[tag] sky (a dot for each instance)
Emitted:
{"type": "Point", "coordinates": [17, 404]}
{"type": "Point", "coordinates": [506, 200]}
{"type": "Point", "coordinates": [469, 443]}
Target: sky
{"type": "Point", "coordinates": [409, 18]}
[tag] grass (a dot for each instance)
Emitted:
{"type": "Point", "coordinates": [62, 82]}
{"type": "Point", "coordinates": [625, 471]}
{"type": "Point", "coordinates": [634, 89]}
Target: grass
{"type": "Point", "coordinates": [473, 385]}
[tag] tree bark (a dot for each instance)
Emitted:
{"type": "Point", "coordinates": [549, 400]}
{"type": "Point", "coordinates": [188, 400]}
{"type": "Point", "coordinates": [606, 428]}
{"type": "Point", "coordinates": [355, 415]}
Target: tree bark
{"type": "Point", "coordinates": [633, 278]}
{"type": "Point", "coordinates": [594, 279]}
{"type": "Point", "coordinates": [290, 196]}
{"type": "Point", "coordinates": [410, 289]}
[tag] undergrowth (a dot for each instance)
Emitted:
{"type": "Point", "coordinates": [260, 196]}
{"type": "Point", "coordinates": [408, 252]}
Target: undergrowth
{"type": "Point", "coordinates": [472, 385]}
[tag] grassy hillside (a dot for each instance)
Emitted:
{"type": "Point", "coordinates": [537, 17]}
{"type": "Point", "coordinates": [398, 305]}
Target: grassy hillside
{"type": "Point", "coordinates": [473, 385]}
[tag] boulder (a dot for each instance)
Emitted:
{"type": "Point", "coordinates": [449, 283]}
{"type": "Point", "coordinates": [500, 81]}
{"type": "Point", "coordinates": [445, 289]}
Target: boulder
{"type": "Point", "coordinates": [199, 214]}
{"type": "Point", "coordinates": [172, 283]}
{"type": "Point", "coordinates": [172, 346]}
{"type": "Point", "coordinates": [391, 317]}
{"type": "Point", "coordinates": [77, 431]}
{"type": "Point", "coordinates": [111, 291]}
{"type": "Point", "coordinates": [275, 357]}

## What you are asked to do
Copy the entire listing above back out line for line, changing nothing.

## The reply
[tag] sky (a dot for each instance)
Emitted:
{"type": "Point", "coordinates": [17, 404]}
{"type": "Point", "coordinates": [506, 200]}
{"type": "Point", "coordinates": [469, 443]}
Target: sky
{"type": "Point", "coordinates": [409, 18]}
[tag] grass (a dot for each instance)
Emitted:
{"type": "Point", "coordinates": [62, 82]}
{"type": "Point", "coordinates": [625, 471]}
{"type": "Point", "coordinates": [634, 89]}
Target: grass
{"type": "Point", "coordinates": [473, 385]}
[tag] tree bark (a dot for each instance)
Emitted:
{"type": "Point", "coordinates": [549, 400]}
{"type": "Point", "coordinates": [188, 400]}
{"type": "Point", "coordinates": [606, 428]}
{"type": "Point", "coordinates": [355, 415]}
Target: tree bark
{"type": "Point", "coordinates": [633, 278]}
{"type": "Point", "coordinates": [594, 279]}
{"type": "Point", "coordinates": [290, 196]}
{"type": "Point", "coordinates": [410, 289]}
[tag] undergrowth (a dot for each instance)
Emitted:
{"type": "Point", "coordinates": [260, 196]}
{"type": "Point", "coordinates": [408, 252]}
Target: undergrowth
{"type": "Point", "coordinates": [472, 385]}
[tag] grassy hillside (a dot for each instance)
Emitted:
{"type": "Point", "coordinates": [537, 17]}
{"type": "Point", "coordinates": [398, 305]}
Target: grassy hillside
{"type": "Point", "coordinates": [473, 385]}
[tag] boulder (a dot for each instance)
Emitted:
{"type": "Point", "coordinates": [449, 283]}
{"type": "Point", "coordinates": [500, 81]}
{"type": "Point", "coordinates": [445, 289]}
Target: boulder
{"type": "Point", "coordinates": [199, 214]}
{"type": "Point", "coordinates": [172, 283]}
{"type": "Point", "coordinates": [172, 346]}
{"type": "Point", "coordinates": [391, 317]}
{"type": "Point", "coordinates": [77, 431]}
{"type": "Point", "coordinates": [111, 291]}
{"type": "Point", "coordinates": [275, 357]}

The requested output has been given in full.